§ Work required: Locate the line that contains "Objective: locate each instance of the brown" in the entries below, then repeat it and every following line through the line that contains "Objective: locate each instance of the white", exactly, and no others.

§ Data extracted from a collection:
▬▬▬▬▬▬▬▬▬▬

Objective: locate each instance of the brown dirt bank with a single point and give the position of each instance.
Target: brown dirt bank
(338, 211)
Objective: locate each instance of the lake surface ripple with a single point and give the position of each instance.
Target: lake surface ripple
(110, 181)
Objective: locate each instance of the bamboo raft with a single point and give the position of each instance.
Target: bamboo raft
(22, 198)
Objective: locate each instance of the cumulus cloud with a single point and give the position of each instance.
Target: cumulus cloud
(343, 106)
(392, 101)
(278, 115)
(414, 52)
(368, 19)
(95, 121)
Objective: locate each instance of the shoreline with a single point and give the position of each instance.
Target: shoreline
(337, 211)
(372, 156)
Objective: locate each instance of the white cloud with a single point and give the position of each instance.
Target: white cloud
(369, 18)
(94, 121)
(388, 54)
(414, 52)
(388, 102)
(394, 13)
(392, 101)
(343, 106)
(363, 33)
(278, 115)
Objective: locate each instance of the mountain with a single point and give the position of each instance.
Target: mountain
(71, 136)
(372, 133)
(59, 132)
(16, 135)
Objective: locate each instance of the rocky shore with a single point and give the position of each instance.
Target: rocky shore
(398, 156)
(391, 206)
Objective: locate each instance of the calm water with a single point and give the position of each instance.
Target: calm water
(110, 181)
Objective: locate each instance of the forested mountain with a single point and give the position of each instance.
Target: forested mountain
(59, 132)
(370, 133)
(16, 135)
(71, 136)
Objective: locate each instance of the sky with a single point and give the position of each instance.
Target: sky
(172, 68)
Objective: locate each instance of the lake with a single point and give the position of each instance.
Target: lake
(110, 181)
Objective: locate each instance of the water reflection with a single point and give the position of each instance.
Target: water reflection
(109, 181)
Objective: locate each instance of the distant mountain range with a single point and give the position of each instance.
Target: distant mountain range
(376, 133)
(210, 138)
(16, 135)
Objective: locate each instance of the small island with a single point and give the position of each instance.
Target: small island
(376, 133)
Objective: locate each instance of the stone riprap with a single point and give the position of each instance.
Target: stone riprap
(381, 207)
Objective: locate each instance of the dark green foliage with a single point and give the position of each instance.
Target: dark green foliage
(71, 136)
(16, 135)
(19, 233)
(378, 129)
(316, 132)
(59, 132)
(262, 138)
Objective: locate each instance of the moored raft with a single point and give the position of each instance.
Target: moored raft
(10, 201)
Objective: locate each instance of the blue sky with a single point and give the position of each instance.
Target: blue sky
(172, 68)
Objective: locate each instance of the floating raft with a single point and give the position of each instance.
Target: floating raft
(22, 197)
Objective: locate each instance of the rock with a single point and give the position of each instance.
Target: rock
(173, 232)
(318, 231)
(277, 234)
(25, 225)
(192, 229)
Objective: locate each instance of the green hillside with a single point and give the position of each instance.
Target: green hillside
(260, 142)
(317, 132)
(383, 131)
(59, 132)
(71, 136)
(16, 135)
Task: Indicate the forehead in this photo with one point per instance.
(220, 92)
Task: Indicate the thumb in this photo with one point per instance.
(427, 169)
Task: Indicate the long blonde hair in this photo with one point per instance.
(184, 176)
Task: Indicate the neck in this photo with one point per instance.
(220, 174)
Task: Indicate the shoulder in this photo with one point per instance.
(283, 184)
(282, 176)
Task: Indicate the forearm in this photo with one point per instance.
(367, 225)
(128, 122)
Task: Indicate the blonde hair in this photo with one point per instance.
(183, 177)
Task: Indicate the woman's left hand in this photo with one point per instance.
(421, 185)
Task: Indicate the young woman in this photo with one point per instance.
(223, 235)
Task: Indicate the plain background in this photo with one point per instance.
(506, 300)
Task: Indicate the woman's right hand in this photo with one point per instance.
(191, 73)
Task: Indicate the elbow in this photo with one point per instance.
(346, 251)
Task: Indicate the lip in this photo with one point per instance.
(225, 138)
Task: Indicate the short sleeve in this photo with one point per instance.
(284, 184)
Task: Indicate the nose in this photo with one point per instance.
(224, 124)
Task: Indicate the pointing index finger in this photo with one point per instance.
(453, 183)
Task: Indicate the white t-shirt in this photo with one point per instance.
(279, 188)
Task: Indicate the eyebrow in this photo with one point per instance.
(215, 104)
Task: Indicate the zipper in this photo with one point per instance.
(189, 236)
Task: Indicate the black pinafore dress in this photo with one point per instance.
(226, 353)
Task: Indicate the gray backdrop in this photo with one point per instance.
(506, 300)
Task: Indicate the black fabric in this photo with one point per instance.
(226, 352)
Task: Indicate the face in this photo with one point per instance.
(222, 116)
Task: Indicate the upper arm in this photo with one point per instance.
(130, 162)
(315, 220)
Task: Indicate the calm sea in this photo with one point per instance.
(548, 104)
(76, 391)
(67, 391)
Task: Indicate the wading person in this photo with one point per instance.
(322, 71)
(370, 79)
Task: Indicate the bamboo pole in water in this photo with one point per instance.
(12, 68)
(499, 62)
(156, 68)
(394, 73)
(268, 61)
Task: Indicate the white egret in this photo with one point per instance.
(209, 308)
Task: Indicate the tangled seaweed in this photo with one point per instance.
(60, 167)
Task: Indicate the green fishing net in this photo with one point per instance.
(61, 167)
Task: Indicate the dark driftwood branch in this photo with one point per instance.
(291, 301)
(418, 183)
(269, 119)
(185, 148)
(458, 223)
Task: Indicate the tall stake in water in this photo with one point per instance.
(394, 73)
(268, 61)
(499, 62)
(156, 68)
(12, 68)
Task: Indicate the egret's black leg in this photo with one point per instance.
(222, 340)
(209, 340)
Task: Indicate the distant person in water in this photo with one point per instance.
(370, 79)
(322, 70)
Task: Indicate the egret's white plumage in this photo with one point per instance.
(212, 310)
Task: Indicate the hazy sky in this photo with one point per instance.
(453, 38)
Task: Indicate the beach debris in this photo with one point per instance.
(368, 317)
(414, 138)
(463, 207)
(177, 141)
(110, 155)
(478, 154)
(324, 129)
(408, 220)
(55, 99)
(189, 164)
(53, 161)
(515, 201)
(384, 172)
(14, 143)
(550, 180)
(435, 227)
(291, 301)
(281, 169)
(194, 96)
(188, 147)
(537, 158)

▬▬▬▬▬▬▬▬▬▬

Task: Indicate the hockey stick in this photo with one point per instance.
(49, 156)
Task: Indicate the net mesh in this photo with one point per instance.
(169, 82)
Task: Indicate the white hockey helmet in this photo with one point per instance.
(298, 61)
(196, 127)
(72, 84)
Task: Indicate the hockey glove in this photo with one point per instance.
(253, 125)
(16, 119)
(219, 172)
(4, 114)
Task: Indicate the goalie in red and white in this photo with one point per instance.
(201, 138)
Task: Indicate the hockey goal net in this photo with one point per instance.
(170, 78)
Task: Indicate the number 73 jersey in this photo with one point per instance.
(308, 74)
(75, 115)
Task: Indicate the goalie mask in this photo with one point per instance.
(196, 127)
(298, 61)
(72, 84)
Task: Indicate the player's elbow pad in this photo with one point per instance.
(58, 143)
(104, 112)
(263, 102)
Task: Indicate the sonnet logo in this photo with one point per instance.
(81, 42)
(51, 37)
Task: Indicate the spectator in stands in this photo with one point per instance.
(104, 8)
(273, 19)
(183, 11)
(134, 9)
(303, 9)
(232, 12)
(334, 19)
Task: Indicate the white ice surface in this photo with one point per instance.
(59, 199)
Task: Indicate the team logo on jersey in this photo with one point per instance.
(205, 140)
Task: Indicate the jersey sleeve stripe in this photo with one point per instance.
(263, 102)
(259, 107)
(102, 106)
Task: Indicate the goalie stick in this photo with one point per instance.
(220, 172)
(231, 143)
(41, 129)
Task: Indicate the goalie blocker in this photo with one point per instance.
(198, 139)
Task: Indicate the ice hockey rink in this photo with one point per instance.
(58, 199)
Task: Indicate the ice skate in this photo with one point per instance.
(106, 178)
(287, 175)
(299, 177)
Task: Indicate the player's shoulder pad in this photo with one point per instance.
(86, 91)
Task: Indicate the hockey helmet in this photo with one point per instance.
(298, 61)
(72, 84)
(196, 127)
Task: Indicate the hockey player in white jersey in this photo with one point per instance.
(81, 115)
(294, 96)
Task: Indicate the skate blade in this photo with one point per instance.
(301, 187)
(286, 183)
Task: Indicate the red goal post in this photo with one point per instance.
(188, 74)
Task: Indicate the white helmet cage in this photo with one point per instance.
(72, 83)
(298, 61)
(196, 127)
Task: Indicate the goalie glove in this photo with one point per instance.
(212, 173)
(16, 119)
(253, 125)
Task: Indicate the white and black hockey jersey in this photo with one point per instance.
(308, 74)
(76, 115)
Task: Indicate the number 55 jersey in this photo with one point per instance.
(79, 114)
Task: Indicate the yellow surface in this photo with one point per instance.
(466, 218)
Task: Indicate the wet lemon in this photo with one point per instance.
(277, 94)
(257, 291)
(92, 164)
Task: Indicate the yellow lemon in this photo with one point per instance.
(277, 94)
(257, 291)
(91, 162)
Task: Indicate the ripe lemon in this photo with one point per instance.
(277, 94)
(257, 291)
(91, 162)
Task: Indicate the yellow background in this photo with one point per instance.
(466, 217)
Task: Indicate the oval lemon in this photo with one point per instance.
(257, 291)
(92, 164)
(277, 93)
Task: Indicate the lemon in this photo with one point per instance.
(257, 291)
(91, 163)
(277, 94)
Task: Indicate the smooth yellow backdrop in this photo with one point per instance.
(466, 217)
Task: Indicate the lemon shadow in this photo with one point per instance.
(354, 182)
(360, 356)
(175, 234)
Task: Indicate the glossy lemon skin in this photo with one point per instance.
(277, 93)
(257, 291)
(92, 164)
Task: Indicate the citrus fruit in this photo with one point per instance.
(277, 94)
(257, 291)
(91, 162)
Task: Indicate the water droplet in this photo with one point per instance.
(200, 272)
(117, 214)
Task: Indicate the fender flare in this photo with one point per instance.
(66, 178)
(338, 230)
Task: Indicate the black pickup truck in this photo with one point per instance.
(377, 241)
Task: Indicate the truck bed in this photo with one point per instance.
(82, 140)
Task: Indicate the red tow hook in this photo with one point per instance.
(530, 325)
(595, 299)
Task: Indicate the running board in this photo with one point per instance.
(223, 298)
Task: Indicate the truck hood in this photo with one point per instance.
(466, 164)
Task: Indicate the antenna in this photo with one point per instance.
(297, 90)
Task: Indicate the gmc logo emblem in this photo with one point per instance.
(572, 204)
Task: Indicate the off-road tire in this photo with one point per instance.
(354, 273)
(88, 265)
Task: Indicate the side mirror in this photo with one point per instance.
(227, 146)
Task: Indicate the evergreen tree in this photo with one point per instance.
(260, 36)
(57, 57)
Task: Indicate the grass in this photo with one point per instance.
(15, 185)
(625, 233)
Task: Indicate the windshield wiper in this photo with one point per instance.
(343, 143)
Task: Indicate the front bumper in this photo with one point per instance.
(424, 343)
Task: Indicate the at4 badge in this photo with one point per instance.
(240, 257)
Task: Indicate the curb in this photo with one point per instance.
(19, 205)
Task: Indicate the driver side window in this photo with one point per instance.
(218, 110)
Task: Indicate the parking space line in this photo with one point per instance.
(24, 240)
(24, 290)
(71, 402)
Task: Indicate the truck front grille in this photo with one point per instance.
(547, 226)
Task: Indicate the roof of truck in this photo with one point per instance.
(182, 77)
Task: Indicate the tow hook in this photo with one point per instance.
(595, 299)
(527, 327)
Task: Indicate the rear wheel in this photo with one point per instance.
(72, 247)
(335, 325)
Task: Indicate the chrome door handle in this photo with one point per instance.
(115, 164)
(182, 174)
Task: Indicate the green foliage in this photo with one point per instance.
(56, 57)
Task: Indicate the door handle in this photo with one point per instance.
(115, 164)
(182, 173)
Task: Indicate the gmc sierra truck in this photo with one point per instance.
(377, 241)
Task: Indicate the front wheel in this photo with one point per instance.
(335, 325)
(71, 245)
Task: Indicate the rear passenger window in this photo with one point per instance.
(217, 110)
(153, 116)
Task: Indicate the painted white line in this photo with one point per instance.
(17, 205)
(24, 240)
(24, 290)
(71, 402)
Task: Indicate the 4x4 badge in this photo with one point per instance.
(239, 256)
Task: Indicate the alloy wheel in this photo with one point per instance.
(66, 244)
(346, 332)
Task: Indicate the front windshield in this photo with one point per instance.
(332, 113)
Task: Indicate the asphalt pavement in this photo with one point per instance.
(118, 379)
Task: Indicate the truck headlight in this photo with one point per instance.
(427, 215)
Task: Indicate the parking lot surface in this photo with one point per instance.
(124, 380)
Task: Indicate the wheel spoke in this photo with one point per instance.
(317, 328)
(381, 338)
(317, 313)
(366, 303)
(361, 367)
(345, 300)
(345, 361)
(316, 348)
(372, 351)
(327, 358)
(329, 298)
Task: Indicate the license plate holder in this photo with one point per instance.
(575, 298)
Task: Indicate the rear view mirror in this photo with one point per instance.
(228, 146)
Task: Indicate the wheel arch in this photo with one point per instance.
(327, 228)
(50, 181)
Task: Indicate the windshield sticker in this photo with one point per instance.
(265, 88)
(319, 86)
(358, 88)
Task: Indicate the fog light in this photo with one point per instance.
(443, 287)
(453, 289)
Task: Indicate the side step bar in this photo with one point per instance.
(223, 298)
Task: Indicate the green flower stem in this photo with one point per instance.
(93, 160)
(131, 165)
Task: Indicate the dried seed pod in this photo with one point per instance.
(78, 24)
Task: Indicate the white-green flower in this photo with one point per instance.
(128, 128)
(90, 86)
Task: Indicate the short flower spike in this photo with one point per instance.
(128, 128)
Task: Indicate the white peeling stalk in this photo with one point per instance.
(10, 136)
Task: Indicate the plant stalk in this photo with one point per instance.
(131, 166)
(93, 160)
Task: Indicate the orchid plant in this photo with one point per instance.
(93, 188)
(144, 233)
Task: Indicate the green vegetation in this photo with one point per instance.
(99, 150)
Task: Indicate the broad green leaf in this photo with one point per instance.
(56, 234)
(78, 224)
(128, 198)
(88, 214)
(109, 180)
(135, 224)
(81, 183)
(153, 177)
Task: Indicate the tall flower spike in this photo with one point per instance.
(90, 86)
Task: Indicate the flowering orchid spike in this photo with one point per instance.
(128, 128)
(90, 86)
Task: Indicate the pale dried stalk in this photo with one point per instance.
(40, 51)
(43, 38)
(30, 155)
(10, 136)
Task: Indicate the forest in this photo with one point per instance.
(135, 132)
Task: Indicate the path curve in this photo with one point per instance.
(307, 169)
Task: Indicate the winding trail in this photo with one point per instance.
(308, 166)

▬▬▬▬▬▬▬▬▬▬

§ Answer section:
Objective: locate each instance of the brown dirt bank with a single point and give the position of each instance.
Target: brown dirt bank
(338, 211)
Objective: locate each instance of the lake surface ripple with a single point and give the position of each instance.
Target: lake surface ripple
(110, 181)
Objective: locate each instance of the bamboo raft with a single point and give the position of each instance.
Target: bamboo raft
(22, 198)
Objective: locate each instance of the cumulus cloud with a single point and give the position of each instance.
Target: cumulus cloud
(343, 106)
(392, 101)
(278, 115)
(414, 52)
(368, 19)
(95, 121)
Objective: locate each instance of the shoreline with a single point and give the position of each instance.
Target: shoreline
(337, 211)
(372, 156)
Objective: locate each instance of the white cloud with a single point and give the position of each instance.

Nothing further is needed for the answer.